## Data records
• • • • • • •

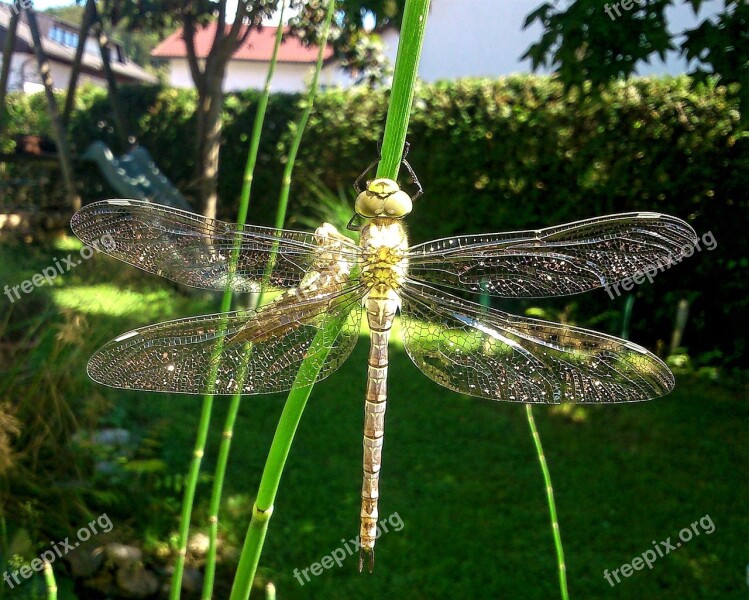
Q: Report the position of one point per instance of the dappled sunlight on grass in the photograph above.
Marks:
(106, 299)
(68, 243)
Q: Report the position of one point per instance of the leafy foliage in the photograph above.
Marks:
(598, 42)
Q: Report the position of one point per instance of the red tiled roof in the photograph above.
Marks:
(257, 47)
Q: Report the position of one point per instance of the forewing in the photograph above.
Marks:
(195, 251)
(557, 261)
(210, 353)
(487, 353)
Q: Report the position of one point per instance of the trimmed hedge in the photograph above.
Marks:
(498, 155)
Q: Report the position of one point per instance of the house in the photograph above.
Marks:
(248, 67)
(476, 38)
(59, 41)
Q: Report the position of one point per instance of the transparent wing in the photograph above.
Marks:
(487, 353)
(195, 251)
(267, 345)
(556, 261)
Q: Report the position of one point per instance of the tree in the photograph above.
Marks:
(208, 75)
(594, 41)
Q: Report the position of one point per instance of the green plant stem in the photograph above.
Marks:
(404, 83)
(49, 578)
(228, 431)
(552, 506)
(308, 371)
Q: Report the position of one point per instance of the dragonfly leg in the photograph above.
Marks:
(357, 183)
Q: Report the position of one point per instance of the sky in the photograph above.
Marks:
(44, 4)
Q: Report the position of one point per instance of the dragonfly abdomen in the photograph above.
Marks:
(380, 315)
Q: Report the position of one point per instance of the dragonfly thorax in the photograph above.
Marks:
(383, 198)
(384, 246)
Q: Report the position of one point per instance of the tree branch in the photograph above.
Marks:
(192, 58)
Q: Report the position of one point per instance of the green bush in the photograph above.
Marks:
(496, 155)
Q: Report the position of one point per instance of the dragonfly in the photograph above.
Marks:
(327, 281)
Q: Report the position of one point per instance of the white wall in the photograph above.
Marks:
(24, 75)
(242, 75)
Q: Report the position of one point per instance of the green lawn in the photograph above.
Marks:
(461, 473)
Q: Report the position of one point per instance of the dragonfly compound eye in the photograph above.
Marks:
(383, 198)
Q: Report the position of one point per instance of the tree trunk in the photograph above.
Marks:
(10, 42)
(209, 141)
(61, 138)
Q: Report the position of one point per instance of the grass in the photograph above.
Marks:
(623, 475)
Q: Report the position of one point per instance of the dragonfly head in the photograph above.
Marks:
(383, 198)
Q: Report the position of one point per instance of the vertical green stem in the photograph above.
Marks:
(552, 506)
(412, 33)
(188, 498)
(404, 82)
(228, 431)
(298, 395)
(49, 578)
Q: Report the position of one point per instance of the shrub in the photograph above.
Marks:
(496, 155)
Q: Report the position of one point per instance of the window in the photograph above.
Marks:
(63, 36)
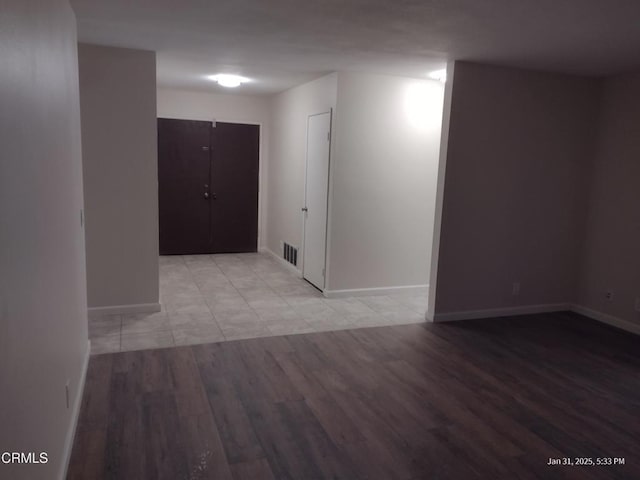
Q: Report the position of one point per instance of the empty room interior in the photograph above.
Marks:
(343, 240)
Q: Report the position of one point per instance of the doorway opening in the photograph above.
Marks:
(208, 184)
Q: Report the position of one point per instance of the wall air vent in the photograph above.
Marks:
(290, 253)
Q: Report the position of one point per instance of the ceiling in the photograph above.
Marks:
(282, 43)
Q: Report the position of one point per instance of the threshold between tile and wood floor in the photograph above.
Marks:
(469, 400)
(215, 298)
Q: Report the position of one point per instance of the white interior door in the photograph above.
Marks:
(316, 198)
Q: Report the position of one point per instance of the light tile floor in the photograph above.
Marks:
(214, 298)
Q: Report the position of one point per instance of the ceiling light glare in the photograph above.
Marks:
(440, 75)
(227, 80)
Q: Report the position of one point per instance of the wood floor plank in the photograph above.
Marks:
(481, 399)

• • • • • • •

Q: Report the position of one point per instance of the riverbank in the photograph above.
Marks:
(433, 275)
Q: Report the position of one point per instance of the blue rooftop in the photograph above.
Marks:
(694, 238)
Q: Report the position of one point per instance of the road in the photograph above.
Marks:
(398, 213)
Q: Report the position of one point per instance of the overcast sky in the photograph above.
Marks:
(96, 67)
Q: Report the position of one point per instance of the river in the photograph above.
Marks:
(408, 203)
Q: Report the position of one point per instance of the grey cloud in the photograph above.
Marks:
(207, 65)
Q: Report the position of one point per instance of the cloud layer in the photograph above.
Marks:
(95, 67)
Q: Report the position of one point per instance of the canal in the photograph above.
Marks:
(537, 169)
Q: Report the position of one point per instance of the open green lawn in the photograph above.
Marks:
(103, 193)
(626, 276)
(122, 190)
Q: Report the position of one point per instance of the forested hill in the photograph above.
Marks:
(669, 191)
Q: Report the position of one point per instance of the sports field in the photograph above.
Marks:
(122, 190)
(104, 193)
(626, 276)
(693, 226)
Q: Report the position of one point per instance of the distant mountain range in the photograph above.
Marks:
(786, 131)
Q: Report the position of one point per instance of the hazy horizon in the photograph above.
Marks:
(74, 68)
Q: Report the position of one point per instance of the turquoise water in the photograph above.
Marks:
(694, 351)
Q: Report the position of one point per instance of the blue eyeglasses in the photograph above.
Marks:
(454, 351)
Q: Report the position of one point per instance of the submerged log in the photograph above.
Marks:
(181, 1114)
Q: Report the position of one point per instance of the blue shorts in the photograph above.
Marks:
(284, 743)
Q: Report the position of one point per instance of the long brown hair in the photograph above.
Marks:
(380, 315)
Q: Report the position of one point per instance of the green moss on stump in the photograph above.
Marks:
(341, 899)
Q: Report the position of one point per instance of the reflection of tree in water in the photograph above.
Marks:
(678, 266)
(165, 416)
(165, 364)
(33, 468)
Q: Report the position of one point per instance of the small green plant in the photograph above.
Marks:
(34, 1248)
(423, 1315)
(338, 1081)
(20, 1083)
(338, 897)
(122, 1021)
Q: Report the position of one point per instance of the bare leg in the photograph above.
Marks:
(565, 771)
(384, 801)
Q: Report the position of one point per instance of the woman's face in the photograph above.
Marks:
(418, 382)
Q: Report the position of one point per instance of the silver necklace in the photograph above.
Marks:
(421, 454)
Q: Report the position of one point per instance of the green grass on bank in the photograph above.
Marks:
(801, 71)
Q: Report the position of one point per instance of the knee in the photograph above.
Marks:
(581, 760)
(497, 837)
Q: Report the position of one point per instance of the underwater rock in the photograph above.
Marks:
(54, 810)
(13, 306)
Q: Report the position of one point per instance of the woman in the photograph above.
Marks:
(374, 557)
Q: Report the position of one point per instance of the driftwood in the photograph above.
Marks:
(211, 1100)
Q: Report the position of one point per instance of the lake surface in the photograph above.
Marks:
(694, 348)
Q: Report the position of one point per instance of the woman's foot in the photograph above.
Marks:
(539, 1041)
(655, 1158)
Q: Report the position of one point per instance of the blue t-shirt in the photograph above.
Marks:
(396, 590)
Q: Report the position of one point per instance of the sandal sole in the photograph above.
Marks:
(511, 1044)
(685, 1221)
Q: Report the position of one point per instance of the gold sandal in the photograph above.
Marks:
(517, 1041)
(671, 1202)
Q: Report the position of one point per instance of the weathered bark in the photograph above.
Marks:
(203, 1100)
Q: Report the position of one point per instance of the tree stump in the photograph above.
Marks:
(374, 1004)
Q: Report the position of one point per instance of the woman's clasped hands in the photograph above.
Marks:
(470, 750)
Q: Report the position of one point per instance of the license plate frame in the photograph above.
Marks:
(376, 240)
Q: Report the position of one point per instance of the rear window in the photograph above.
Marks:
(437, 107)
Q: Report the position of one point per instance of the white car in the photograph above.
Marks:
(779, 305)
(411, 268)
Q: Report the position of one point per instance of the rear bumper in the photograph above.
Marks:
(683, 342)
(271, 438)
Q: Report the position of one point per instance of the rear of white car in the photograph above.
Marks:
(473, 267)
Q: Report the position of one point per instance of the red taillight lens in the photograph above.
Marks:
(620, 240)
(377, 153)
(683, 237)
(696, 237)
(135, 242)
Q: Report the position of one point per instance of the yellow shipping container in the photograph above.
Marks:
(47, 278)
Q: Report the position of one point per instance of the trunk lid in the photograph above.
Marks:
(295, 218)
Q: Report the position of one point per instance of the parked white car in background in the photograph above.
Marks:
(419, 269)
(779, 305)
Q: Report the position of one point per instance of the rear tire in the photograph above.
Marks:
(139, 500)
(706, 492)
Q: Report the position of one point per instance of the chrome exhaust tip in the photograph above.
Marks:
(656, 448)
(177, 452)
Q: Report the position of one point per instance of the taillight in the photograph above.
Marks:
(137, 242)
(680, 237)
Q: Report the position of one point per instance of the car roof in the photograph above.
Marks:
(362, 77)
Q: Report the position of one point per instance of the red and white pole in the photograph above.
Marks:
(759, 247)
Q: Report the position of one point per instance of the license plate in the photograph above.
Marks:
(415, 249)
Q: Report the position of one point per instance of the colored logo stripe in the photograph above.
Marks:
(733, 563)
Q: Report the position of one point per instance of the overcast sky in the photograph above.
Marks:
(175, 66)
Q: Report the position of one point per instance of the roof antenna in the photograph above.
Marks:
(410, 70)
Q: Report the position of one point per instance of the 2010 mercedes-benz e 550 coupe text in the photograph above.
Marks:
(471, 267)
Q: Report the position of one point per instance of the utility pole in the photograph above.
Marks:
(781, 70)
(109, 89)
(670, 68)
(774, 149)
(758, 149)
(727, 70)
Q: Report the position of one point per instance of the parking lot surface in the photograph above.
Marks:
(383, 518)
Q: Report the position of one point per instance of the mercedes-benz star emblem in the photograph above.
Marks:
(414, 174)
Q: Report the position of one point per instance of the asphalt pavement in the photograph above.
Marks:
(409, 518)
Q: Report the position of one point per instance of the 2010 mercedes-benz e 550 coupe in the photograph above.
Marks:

• • • • • • •

## Stated problem
Rewrite the items from the line containing "t-shirt in the photograph above." through the line containing "(671, 1202)", both lines included, shifting every point coordinate in the answers up by 93 and leaving all other lines unchanged.

## In response
Q: Report the position of one point per instance of the blue t-shirt in the photograph above.
Marks:
(489, 683)
Q: Report the position of one point per instance of the sandal sole in the photograph above.
Marks:
(604, 1137)
(778, 1314)
Q: Report the position of one point per instance of the gold sandal in the photograph above.
Marks:
(610, 1134)
(764, 1295)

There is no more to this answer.